• **Baris yang diberikan**:
━━━
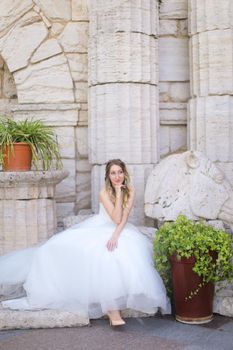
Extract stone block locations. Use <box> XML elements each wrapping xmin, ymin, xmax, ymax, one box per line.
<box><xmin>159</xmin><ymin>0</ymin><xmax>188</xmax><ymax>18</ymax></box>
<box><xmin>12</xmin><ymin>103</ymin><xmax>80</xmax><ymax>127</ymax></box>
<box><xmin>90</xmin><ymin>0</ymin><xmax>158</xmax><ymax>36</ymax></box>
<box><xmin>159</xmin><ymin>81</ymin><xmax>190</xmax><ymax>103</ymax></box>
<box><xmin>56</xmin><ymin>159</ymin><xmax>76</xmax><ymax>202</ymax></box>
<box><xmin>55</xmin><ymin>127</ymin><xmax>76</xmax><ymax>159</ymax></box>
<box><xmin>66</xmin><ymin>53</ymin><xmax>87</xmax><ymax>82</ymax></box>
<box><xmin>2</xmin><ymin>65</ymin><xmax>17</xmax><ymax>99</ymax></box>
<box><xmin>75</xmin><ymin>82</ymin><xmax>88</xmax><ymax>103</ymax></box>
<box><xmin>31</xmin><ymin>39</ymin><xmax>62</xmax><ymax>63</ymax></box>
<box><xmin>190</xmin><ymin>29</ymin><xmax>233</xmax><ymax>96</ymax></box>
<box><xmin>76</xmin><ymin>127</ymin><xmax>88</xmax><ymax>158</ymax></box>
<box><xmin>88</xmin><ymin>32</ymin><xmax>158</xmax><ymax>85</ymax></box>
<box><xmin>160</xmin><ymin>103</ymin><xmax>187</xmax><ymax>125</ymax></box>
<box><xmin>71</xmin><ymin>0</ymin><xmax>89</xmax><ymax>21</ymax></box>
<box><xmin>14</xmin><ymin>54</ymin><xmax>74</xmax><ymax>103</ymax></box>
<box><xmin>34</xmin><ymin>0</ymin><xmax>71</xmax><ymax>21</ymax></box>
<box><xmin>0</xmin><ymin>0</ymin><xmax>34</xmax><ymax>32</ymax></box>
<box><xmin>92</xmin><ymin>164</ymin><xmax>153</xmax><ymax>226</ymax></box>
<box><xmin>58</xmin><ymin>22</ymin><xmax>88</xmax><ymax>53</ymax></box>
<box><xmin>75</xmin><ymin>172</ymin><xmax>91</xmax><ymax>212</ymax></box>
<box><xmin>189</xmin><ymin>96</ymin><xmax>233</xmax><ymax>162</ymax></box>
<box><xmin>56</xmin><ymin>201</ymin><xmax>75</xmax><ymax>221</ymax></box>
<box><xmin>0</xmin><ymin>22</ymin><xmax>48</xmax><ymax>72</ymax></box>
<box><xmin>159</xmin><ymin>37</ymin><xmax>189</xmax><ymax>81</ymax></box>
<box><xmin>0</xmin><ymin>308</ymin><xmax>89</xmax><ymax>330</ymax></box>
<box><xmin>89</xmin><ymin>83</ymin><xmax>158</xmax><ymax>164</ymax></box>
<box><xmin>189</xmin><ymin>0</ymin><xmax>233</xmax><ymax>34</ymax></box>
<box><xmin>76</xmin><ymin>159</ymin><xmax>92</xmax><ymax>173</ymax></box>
━━━
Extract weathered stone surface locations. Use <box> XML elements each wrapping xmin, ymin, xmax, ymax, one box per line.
━━━
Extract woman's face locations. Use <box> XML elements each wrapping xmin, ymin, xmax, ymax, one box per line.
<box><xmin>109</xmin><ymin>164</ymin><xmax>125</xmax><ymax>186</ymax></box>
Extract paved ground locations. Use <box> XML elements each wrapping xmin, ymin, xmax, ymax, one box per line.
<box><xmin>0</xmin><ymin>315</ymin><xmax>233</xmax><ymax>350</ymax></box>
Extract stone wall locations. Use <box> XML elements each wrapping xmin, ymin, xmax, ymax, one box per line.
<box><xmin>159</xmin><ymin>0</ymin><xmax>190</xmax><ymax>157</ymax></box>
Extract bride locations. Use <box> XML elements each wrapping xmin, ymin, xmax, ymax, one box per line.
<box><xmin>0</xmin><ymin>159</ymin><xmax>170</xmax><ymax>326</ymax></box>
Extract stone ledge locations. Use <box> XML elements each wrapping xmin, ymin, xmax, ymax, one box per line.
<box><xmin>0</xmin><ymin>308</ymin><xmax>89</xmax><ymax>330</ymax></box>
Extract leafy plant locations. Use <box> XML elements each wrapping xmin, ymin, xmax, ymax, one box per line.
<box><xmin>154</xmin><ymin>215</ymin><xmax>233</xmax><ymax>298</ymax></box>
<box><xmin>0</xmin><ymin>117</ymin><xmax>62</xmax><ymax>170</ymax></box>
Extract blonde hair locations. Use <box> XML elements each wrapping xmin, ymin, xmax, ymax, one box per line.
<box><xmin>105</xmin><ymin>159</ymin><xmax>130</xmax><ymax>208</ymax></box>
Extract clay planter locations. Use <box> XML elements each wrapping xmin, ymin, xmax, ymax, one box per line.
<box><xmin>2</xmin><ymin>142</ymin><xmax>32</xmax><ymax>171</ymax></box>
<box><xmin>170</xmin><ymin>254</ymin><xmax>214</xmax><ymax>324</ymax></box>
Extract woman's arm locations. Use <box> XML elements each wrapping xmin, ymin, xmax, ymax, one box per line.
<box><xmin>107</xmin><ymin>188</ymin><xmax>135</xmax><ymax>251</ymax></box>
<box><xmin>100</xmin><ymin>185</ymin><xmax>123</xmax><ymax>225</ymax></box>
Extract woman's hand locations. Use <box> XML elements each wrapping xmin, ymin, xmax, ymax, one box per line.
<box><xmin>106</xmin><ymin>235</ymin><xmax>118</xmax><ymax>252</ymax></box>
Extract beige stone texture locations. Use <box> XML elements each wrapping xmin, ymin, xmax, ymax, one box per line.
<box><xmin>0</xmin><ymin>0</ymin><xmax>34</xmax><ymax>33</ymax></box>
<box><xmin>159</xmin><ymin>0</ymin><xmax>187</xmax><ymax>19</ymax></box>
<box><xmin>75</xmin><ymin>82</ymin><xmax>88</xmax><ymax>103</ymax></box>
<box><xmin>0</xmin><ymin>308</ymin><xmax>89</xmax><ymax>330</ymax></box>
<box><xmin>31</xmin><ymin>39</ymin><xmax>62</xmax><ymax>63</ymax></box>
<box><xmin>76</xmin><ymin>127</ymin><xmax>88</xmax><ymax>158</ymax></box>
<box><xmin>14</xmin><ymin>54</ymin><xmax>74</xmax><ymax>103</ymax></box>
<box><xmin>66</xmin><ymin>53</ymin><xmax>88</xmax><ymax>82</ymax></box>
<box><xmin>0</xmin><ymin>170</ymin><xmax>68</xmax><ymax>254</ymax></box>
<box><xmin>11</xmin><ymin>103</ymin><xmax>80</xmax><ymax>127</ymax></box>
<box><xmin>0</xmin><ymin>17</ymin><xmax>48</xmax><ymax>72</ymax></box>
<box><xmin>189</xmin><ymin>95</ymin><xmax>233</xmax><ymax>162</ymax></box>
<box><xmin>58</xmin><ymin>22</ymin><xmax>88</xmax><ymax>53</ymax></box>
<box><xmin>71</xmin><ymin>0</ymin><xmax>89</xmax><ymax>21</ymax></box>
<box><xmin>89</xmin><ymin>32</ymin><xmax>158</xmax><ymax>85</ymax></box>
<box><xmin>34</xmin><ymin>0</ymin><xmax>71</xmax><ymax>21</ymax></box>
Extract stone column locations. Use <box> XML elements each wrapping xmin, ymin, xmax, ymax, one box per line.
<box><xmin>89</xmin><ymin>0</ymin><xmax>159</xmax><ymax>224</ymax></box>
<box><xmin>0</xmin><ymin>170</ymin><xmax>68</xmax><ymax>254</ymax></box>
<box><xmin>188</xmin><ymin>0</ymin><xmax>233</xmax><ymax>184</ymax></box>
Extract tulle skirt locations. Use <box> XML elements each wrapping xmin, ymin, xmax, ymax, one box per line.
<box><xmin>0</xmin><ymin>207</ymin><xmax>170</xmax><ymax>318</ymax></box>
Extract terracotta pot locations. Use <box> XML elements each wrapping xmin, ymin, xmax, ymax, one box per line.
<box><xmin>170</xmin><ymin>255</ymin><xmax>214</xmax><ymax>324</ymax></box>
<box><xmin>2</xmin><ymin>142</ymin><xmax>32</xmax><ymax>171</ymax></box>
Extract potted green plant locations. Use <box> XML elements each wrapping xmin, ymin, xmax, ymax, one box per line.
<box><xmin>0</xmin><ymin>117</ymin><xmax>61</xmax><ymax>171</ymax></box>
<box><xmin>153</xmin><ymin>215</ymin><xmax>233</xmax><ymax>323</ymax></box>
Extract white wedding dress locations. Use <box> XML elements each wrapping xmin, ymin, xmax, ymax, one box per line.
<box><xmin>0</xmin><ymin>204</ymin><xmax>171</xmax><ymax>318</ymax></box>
━━━
• **Tugas**: Saring baris-baris di atas, lalu salin setiap baris yang memuat kata "woman".

• **Jawaban yang benar**:
Extract woman's face locations. Use <box> XML elements each wrapping xmin, ymin, xmax, ymax, one box per line.
Extract woman's arm locations. Use <box> XML elements each wrapping xmin, ymin, xmax, ymax, one box per line.
Extract woman's hand locations. Use <box> XML elements each wrapping xmin, ymin, xmax, ymax, one box per line.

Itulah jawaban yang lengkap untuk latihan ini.